EXCERPT PROVIDED >>

[Start of Attachment]

United States District Court, S.D. Illinois
May 30, 2014
JOSEPH N. WARD, II, #B-77077, Plaintiff,
JOHN HOFFMAN, MR. MORRIS, and MR. TOPE, Defendants.
MEMORANDUM AND ORDER
MICHAEL J. REAGAN, District Judge.
Plaintiff Joseph N. Ward, II, an inmate at Stateville Correctional Center ("Stateville"), brings this civil rights action pursuant to 42 U.S.C. § 1983 (Doc. 1). He sues three correctional officers at Menard Correctional Center ("Menard") for using excessive force against him and failing to protect him in violation of the Eighth Amendment. Plaintiff seeks expungement of a disciplinary ticket, a prison transfer, and monetary damages (Doc. 1, p. 8).
In the complaint, Plaintiff sues Defendants Hoffman (lieutenant), Morris (officer), and Tope (officer), for events that transpired at Menard on or around June 10, 2012 (Doc. 1, pp. 1-2, 5). On that date, Defendant Hoffman sprayed Plaintiff with pepper spray (Doc. 1, p. 5). Defendants Morris and Tope witnessed the incident but failed to intervene and stop Defendant Hoffman from using the pepper spray (Doc. 1, p. 6).
Plaintiff suffers from chronic asthma and, upon inhaling the pepper spray, suffered a severe asthma attack (Doc. 1, p. 5). He collapsed. Menard's medical staff could not revive him. Plaintiff was rushed to Chester Memorial Hospital, where he "awakened" three days later. It was then that he learned what happened after being sprayed. In addition to a severe asthma attack, Plaintiff sustained a bruised left shoulder and left cheek (Doc. 1, p. 7). He continues to suffer short term memory loss and trouble concentrating.
The complaint suggests that Defendants should have known about Plaintiff's asthma (Doc. 1, p. 5). Plaintiff alleges that Menard received Plaintiff's medical records when he transferred there in 2008. His medical records describe his diagnosis, treatment, and prescriptions.
Plaintiff now sues Defendant Hoffman for using excessive force against him, in violation of his Eighth Amendment rights (Doc. 1, p. 6). He sues Defendants Morris and Tope for failing to intervene and stop Defendant Hoffman from using pepper spray, also in violation of Plaintiff's Eighth Amendment rights. Plaintiff seeks to have his disciplinary record expunged (Doc. 1, p. 7). He also seeks a prison transfer and monetary damages.

[End of Attachment]

SET OF TASKS >>
(1) Based on the memorandum and order, answer yes or no to each statement, quoting the exact words of the text that decide it: (a) The plaintiff was an inmate at Menard when he brought this action. (b) Defendants Morris and Tope witnessed the pepper spraying. (c) The plaintiff awakened at the hospital one day after being sprayed.
(2) Write out the part of the memorandum and order that opens with the words containing "Plaintiff now sues" and closes with "and monetary damages.".
The lines that follow have no connection to the memorandum and order.

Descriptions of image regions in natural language
[Start of Attachment]

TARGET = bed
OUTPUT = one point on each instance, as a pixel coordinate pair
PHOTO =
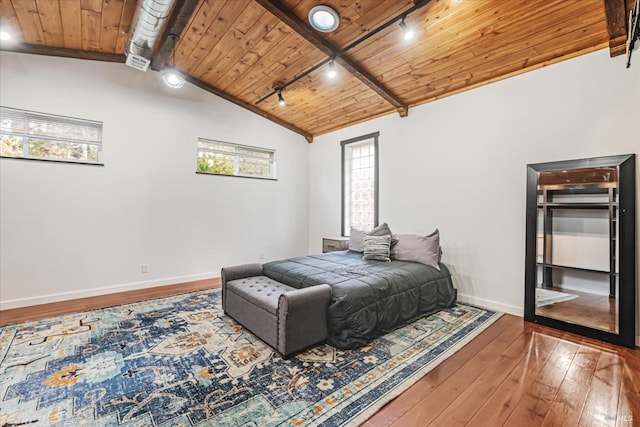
(369, 298)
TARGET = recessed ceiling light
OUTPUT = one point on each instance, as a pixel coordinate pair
(323, 18)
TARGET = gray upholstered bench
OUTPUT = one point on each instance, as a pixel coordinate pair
(286, 318)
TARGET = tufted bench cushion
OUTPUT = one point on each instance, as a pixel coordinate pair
(284, 317)
(259, 290)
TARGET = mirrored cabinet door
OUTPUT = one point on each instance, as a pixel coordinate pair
(580, 255)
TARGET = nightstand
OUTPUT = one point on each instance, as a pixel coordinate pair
(330, 244)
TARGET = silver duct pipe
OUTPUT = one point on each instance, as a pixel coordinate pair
(148, 22)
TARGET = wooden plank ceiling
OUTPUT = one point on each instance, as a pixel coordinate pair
(242, 49)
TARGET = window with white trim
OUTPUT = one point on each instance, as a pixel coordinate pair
(360, 183)
(225, 158)
(39, 136)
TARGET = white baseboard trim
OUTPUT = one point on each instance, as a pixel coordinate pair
(491, 304)
(65, 296)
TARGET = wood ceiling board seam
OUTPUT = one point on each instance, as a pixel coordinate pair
(274, 46)
(201, 21)
(616, 15)
(38, 49)
(110, 24)
(531, 67)
(250, 58)
(456, 46)
(124, 29)
(328, 48)
(9, 19)
(220, 25)
(430, 72)
(375, 58)
(180, 16)
(90, 30)
(222, 53)
(250, 107)
(470, 78)
(27, 16)
(51, 22)
(71, 16)
(351, 30)
(292, 60)
(230, 67)
(92, 5)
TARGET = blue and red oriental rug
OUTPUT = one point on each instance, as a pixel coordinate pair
(179, 361)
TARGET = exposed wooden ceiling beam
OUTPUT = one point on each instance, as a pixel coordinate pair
(64, 52)
(206, 86)
(285, 15)
(175, 25)
(616, 13)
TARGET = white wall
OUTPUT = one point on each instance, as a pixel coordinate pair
(459, 164)
(68, 231)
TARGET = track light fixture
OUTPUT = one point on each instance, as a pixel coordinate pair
(172, 77)
(407, 32)
(332, 70)
(281, 100)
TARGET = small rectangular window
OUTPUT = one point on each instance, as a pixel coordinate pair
(360, 183)
(31, 135)
(225, 158)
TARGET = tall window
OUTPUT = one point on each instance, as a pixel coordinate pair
(360, 183)
(225, 158)
(31, 135)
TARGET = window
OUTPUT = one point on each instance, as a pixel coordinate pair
(30, 135)
(360, 183)
(225, 158)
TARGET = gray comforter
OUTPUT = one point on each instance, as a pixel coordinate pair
(369, 298)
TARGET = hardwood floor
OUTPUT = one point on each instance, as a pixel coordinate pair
(82, 304)
(513, 374)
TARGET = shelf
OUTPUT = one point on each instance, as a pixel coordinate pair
(578, 205)
(566, 267)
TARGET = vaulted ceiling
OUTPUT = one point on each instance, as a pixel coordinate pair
(243, 49)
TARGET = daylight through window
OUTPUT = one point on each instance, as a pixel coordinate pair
(360, 183)
(225, 158)
(31, 135)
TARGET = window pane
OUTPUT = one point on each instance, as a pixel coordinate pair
(28, 134)
(224, 158)
(10, 146)
(360, 175)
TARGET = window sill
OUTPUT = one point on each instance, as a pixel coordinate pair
(237, 176)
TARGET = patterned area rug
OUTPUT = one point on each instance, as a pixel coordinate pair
(179, 361)
(548, 297)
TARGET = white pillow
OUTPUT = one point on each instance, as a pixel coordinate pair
(356, 240)
(422, 249)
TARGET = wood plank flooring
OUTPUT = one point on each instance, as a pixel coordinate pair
(515, 373)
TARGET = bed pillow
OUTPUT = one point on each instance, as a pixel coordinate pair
(383, 230)
(422, 249)
(377, 248)
(356, 240)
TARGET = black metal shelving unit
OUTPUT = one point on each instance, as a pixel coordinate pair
(548, 206)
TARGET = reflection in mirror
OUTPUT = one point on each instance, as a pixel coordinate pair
(580, 271)
(576, 274)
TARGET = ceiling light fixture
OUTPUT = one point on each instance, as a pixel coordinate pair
(277, 89)
(323, 18)
(281, 100)
(332, 70)
(170, 75)
(407, 32)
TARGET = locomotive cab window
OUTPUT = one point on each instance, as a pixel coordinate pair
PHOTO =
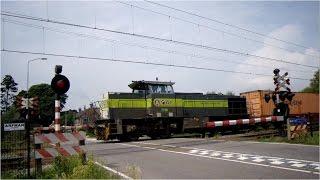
(160, 89)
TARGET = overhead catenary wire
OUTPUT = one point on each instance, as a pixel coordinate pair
(153, 38)
(141, 62)
(226, 24)
(138, 45)
(214, 29)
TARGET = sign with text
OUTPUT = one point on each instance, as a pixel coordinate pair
(14, 127)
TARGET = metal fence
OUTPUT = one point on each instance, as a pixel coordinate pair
(13, 150)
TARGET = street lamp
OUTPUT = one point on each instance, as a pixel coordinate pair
(28, 112)
(29, 61)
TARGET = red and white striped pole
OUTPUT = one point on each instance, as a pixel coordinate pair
(57, 115)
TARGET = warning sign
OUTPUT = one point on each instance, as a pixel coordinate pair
(14, 127)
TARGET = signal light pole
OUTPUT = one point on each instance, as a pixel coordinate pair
(279, 97)
(60, 85)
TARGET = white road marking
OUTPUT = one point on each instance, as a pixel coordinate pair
(228, 156)
(250, 154)
(277, 162)
(256, 142)
(316, 164)
(194, 151)
(169, 145)
(258, 160)
(114, 171)
(243, 158)
(232, 160)
(298, 165)
(215, 154)
(204, 152)
(293, 162)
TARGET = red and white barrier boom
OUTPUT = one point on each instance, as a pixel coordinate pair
(239, 122)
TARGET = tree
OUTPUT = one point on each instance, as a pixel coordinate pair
(8, 90)
(314, 84)
(46, 102)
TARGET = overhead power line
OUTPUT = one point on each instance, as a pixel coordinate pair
(140, 46)
(213, 29)
(153, 38)
(141, 62)
(226, 24)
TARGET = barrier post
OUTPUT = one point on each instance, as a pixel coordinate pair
(288, 129)
(38, 162)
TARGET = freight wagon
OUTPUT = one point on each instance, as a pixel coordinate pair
(154, 109)
(302, 103)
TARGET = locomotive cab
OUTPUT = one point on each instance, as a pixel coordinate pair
(152, 87)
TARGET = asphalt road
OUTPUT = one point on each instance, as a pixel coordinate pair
(184, 158)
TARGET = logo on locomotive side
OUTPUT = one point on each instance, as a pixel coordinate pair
(162, 102)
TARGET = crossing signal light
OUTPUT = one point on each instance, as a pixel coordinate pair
(274, 98)
(283, 95)
(267, 98)
(34, 103)
(276, 72)
(60, 84)
(290, 96)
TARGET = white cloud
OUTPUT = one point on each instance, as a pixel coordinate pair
(289, 33)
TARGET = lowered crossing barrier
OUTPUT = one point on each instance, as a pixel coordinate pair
(51, 145)
(238, 122)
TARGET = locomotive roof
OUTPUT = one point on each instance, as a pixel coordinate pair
(142, 83)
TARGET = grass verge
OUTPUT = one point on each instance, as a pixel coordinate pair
(72, 168)
(302, 139)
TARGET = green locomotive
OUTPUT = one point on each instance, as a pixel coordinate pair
(154, 109)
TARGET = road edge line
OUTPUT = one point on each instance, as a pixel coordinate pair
(114, 171)
(281, 143)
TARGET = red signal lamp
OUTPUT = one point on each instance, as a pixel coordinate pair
(60, 84)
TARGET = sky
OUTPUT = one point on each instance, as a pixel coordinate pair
(296, 22)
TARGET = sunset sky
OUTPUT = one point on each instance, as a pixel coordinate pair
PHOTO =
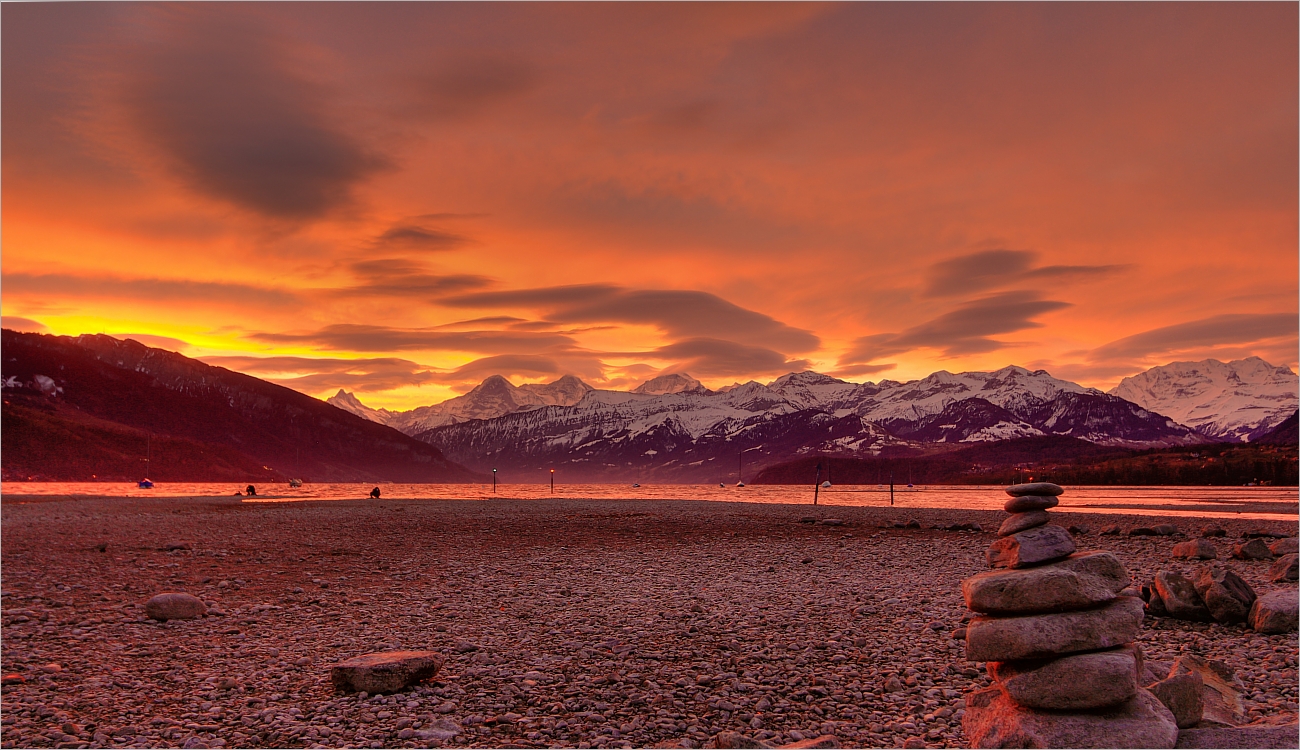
(402, 199)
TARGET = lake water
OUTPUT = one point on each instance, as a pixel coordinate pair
(1265, 503)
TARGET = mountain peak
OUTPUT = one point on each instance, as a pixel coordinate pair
(670, 384)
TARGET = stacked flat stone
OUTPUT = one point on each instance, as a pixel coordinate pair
(1058, 641)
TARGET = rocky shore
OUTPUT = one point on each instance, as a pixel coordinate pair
(562, 623)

[End of Attachment]

ANSWERS TO THIS EXERCISE >>
(1)
(a) No: "an inmate at Stateville Correctional Center"
(b) Yes: "Defendants Morris and Tope witnessed the incident but failed to intervene"
(c) No: "where he "awakened" three days later"

(2)
Plaintiff now sues Defendant Hoffman for using excessive force against him, in violation of his Eighth Amendment rights (Doc. 1, p. 6). He sues Defendants Morris and Tope for failing to intervene and stop Defendant Hoffman from using pepper spray, also in violation of Plaintiff's Eighth Amendment rights. Plaintiff seeks to have his disciplinary record expunged (Doc. 1, p. 7). He also seeks a prison transfer and monetary damages.